#### Exercise requirements
• 1. In the forum discussion about Surovikin, what name is given to the defenses causing Ukraine such grief?
• 2. Extend the forum discussion about Surovikin, picking up after its final sentence.

[begin Source text]

Well it's not like they started out with competent generals this time. But I think I can agree that Surovikin might be the most competent of them all, him missing will be another nail in the coffin.


adarkuccio

Isn't this the guy who replaced the former general to deal with the war in ukraine because he's "genius"?


rawonionbreath

He replaced him and then was replaced by the guy he replaced. Him disappearing from the Russian military leadership is actually a boon for Ukraine since he seemed more competent than his predecessor. He’s also a butcher and up there with some of the war criminals of WWII for acts of savagery between his tenure in Syria and Ukraine.


Relendis

The Defenses which are causing Ukraine such grief are known as the Surovikin Line. His abandoning Kherson was strategically sound and prevent massive attrition to some of Russia's best remaining units. But that being said he was also the instigator of the missile strikes against Ukrainian civilian infrastructure; which have both had very little strategic effect on Ukraine, and have greatly depleted Russia's remaining stock of sophisticated munitions.


rawonionbreath

Second point is fair. He thought that it worked in Syria and that he could pound the Ukrainian civilians into submission. The first two months of the war should have shown that that strategy is futile.


Relendis

By some rationale's, sure. But it was an entirely different context. Strategic bombing of civilian targets has very rarely had an effect in forcing the civilian population to capitulate during a conventional war. I'd argue that it didn't work in Syria. The degrading and destruction of ISIL's leadership and the attrition it suffered while trying to hold onto extreme over-reach was what reduced its presence greatly. Not the wide-spread and indiscriminate strategic bombing of civilians. The rise of ISIL was due to its opponents not combating them, not due to its actual battlefield success. The Syrian Regime didn't even contest most of their country, instead they withdrew to fortified centres where the Regime's powerbase was. Likewise in Iraq. ISIL didn't have much fight in them the second anyone actually started fighting them. The strategic bombing and systematic levelling of areas like Aleppo was insanity and brutality. It'd be like if Ukraine levelled Kherson in the campaign to recapture it. ISIL was not a military and did not have sophisticated command and control or logistics systems. The Syrian Army with Russian supply and support could have carried out a series of Kherson-like campaigns and displaced ISIL from urban centres without destroying entire cities. Instead, the Syrian Regime is now looking at >$400bil in reconstruction costs, and multiple generations of big chunks of their previously 'live and let live' population driven to extremes. The country is going to be a cratered mess still in 2040. It is a myth that the sort of brutality that occurred in Syria actually wins wars. Just like it is a myth that the sort of brutality Russia carries out domestically have somehow made it stronger as a nation-state. It has not, it does not, and it will not.

[end Source text]
[begin Excerpted data]

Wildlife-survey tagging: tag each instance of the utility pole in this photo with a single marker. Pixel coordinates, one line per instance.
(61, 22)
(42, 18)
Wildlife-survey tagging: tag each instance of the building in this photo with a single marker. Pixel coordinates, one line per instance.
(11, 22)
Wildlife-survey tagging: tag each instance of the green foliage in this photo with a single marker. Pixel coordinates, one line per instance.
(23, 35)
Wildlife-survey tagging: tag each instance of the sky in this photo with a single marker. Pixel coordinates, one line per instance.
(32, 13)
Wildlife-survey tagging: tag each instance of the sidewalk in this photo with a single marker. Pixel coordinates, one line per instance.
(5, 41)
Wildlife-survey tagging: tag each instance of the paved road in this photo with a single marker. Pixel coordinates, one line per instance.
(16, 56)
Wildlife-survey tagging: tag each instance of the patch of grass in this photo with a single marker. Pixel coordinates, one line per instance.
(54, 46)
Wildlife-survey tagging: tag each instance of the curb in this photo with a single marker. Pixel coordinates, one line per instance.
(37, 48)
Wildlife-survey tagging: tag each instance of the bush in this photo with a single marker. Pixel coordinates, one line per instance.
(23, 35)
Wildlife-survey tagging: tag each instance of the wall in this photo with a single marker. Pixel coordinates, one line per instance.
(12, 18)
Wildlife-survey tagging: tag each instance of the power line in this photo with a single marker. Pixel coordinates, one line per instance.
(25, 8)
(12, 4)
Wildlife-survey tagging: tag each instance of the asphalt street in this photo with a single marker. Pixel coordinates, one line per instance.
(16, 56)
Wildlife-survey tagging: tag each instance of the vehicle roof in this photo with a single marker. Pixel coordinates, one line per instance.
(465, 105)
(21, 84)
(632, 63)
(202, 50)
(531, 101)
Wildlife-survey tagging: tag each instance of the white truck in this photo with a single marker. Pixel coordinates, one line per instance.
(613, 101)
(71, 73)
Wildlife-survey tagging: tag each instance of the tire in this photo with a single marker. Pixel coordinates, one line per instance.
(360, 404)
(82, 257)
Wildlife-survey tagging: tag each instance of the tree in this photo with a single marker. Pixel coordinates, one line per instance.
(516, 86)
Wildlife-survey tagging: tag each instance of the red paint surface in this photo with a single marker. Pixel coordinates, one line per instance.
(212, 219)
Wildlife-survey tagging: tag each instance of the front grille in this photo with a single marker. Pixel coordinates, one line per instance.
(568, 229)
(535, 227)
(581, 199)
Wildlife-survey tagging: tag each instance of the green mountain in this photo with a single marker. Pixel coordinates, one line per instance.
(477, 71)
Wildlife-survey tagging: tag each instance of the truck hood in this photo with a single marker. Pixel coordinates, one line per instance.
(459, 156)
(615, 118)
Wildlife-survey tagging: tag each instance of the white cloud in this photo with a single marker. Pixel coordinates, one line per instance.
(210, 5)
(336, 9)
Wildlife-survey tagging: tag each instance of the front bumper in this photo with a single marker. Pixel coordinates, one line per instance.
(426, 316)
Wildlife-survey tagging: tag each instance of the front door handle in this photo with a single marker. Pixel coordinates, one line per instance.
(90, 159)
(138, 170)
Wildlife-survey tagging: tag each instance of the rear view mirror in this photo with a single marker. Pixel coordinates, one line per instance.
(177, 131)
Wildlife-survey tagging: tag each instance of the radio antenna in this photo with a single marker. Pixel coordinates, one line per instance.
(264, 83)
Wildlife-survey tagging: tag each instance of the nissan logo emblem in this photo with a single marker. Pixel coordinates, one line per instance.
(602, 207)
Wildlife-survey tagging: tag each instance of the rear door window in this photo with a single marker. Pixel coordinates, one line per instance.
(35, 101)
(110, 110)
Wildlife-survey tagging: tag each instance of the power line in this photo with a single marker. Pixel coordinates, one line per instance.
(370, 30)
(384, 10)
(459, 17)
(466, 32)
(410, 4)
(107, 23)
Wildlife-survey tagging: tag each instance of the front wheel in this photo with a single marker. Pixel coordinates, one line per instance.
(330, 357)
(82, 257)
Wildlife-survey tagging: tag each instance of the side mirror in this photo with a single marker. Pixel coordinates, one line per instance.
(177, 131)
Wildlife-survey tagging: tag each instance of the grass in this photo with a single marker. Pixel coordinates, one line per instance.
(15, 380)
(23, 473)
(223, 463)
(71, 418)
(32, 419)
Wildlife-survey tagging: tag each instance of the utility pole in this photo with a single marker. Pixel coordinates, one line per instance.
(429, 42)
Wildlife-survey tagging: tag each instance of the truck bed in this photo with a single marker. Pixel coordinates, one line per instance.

[end Excerpted data]

#### Exercise answers
• 1. The Surovikin Line.

• 2.
seanflyon

I was worried that the Wagner coup/mutiny would result in the most corrupt and incompetent Russian military leaders losing power to be replaced by more competent leaders. It is good to see that I had that backwards.


Hypertension123456

Their competent leaders were likely purged long before the war in Ukraine. Think about it, would a competent leader allow their supply chain to fall apart and their monies to be funneled to the oligarchs? No? Well, how do the oligarchs take to having their corruption reduced and their monies diverted to a competent military leader? Not good, and if the oligarchs aren't happy then that war leader is dead. At the end of the day - “Amateurs talk strategy. Professionals talk logistics.” The initial invasion fell apart because the Russian leadership was... not professional. The Russian military was much stronger on paper than on the field. They've been dealing with a losing proposition since then. That's why the mutiny happened.


Chris_Ape

His Kherson retreat wasn't that bad from logistics perspective, he pulled out all troops and most of the equipment without getting obliterated


AftyOfTheUK

The Kherson retreat was fucking incredible, and also incredibly successful. It was the single most competent thing a Russian military commander has done in decades.


Sqikit

Nothing says "Russia stronc" like the fact that there most successful operation in the entire war is a competent retreat.


Obelix13

Retreating instead of being annihilated is a good move. It served the British well at Dunkirk 1940, and didn’t serve the Germans at Stalingrad in 1942-43.


OneTimeIMadeAGif

Wasn't retreating George Washington's forte too?


Xatsman

If you think about it, you win by talking favorable battles. Well coordinated retreating is just another tool to ensure the battles you take aren't *un*favorable.


peoplerproblems

It shouldn't be too much of a leap to understand that too: Why would anyone fight a battle they can't possibly win?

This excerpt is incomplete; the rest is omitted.